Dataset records
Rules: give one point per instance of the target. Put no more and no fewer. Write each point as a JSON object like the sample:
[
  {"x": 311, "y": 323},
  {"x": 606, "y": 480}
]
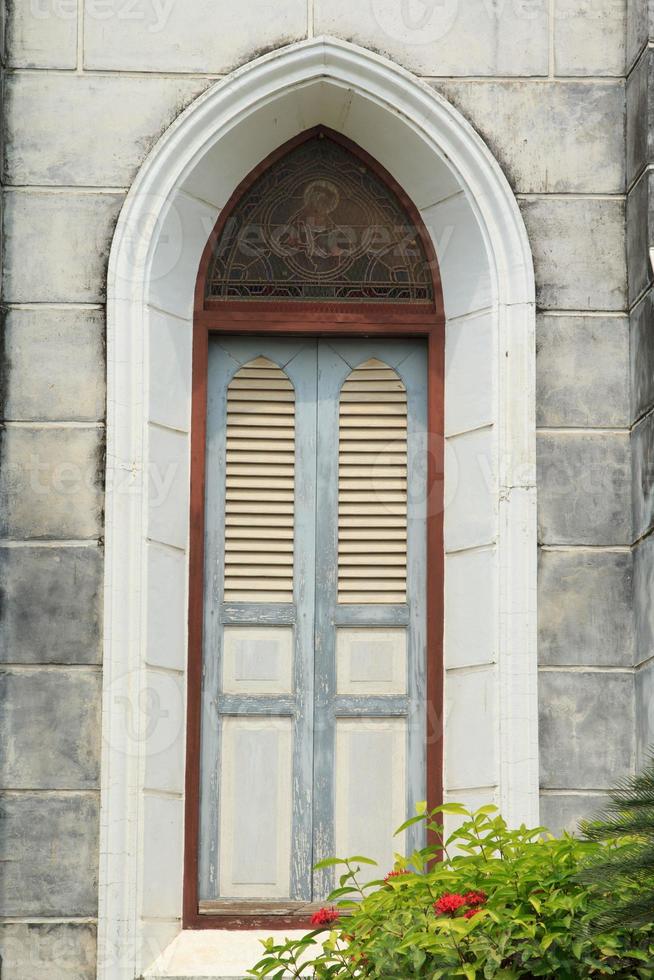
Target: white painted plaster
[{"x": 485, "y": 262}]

---

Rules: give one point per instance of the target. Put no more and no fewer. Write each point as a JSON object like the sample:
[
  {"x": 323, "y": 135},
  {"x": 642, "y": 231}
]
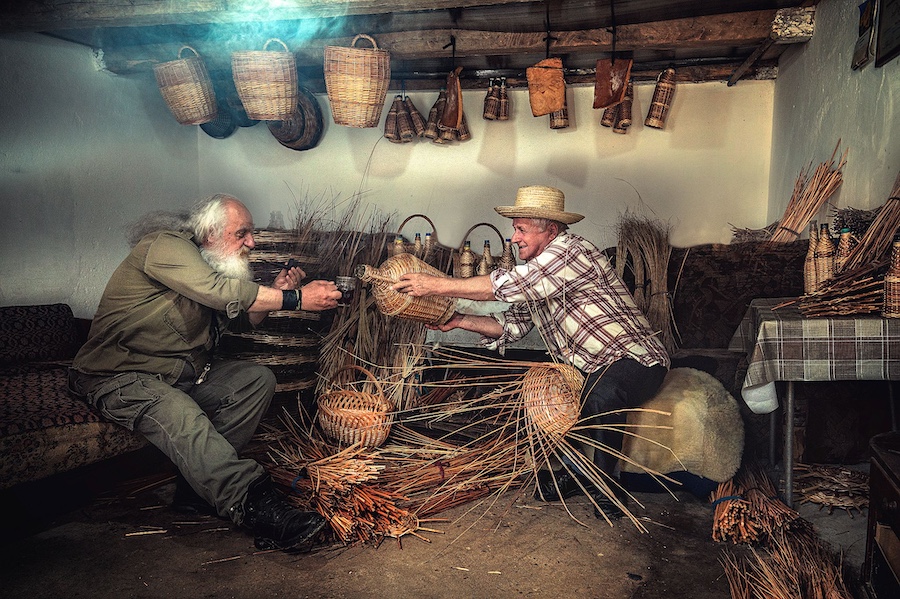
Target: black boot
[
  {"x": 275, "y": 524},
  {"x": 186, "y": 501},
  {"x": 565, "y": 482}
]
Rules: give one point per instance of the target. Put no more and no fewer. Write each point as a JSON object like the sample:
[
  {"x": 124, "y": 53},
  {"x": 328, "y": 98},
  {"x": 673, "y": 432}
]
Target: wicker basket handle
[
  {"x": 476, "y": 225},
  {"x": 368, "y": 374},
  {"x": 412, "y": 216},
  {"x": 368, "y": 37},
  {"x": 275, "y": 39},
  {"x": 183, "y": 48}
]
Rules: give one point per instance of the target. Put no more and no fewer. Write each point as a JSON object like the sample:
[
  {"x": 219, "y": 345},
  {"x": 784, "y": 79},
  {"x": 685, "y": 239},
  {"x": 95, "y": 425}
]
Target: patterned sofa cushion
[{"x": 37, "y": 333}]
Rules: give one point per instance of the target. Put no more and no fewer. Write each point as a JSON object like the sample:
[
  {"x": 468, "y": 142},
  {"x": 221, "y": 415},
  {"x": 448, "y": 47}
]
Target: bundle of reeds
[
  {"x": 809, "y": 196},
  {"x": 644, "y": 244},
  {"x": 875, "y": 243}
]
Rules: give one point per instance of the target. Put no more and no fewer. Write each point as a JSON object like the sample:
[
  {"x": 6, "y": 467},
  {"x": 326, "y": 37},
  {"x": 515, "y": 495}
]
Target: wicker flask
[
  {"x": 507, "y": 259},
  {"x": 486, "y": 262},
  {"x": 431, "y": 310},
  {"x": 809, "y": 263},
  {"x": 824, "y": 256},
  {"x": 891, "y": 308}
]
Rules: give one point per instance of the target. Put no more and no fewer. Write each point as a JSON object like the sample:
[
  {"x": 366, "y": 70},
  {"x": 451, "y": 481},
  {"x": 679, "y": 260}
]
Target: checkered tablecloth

---

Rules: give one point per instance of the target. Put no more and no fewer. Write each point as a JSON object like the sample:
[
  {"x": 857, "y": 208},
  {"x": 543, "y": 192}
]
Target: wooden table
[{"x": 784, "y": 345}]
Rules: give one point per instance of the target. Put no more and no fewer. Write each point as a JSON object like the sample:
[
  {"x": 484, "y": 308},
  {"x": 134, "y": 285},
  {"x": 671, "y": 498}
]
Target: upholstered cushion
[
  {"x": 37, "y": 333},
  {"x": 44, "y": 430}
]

Task details:
Pick out each line in the rows above that contains the word "cushion", and copy those lines.

Answer in full:
Target: patterned sofa cushion
Target: upholstered cushion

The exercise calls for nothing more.